(Point-based annotation records)
..............................
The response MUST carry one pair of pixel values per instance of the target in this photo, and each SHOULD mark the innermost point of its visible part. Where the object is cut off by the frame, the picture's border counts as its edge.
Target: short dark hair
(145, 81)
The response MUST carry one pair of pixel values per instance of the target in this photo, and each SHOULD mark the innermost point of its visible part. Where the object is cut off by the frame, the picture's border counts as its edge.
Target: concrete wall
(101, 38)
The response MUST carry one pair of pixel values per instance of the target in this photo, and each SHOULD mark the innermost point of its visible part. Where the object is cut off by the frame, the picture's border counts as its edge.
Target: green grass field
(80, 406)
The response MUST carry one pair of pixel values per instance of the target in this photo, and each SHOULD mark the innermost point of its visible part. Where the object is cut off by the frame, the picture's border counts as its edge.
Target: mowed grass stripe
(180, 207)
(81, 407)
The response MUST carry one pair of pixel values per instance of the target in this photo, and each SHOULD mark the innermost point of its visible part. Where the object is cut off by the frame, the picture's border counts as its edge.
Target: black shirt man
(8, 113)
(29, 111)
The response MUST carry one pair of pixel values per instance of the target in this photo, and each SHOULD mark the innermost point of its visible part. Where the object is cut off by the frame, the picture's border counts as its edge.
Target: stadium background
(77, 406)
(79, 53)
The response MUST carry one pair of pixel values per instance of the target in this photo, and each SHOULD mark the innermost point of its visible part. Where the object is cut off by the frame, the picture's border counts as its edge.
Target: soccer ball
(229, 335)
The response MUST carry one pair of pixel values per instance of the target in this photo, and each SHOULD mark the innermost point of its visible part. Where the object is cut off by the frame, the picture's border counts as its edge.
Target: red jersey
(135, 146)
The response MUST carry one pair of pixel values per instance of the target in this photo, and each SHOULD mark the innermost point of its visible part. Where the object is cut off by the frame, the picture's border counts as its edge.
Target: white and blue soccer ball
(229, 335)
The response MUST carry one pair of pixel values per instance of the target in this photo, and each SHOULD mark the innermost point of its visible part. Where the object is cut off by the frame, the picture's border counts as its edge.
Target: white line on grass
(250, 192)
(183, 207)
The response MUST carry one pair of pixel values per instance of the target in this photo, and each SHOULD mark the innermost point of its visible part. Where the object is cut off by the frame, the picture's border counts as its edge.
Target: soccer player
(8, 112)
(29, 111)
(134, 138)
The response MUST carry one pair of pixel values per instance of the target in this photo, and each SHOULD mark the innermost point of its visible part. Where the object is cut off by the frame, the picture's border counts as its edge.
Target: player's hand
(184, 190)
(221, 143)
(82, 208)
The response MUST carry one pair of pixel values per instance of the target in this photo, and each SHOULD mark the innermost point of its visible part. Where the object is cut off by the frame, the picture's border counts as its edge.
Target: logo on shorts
..............................
WRITTEN EXERCISE —
Locate each line in the records above that contains the word "white", and copy those lines out. Matching is case-sensitive.

RESULT —
Target: white and blue soccer ball
Target: white line on grass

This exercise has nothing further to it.